START Extracted records

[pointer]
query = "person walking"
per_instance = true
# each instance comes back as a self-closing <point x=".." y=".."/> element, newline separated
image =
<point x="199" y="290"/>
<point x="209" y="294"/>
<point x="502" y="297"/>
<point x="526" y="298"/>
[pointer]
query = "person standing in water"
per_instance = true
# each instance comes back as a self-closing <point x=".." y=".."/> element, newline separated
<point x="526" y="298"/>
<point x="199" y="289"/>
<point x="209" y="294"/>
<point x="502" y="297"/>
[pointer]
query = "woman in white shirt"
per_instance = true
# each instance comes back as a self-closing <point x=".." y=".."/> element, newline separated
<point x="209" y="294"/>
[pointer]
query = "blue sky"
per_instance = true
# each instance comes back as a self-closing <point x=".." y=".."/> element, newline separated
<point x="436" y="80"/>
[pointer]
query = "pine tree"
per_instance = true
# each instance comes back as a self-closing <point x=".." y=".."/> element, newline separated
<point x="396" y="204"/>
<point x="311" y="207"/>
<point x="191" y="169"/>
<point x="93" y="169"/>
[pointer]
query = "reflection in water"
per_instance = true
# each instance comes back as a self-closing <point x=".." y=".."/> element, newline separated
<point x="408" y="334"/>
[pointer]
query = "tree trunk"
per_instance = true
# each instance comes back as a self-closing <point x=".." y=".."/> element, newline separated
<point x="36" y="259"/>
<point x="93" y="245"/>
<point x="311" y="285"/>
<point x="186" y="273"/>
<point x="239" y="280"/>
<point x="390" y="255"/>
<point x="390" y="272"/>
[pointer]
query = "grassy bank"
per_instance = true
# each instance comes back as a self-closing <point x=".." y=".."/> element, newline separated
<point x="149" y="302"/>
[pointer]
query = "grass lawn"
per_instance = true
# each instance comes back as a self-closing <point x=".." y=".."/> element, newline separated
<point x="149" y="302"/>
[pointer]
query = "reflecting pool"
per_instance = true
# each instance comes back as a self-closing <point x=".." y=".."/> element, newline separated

END Extracted records

### Directions:
Each record is to be repeated word for word, with none skipped.

### Solved problem:
[pointer]
query = "person walking"
per_instance = true
# each instance comes back as a self-closing <point x=".." y=".."/> element, newline separated
image =
<point x="199" y="290"/>
<point x="209" y="294"/>
<point x="502" y="297"/>
<point x="526" y="298"/>
[pointer]
query = "person standing in water"
per_instance = true
# each instance comes back as a self-closing <point x=".." y=".."/> element, newline separated
<point x="526" y="298"/>
<point x="199" y="289"/>
<point x="209" y="294"/>
<point x="502" y="297"/>
[pointer]
query = "woman in white shirt"
per_instance = true
# each instance comes back as a self-closing <point x=".." y=".."/> element, newline separated
<point x="209" y="294"/>
[pointer]
query = "blue sky"
per_instance = true
# each instance comes back as a self-closing <point x=".." y=".."/> element, newline separated
<point x="436" y="80"/>
[pointer]
query = "pine tree"
per_instance = true
# each instance comes back as a self-closing <point x=".." y=".."/> element, newline separated
<point x="396" y="204"/>
<point x="311" y="207"/>
<point x="191" y="169"/>
<point x="93" y="169"/>
[pointer]
query = "reflection in water"
per_instance = true
# each instance comes back as a self-closing <point x=".." y=".."/> element, newline separated
<point x="408" y="334"/>
[pointer]
query = "tree trunk"
per_instance = true
# each instance comes back as a self-closing <point x=".." y=".."/> element, newline separated
<point x="36" y="259"/>
<point x="93" y="245"/>
<point x="311" y="285"/>
<point x="186" y="273"/>
<point x="239" y="280"/>
<point x="390" y="255"/>
<point x="390" y="272"/>
[pointer]
query = "grassy bank"
per_instance = true
# each instance comes back as a self-closing <point x=".." y=".."/> element, newline separated
<point x="149" y="302"/>
[pointer]
query = "grass lawn"
per_instance = true
# each instance comes back as a self-closing <point x=".." y=".."/> element, newline separated
<point x="149" y="302"/>
[pointer]
query = "reflecting pool"
per_instance = true
# each instance comes back as a self-closing <point x=".." y=".."/> element, newline separated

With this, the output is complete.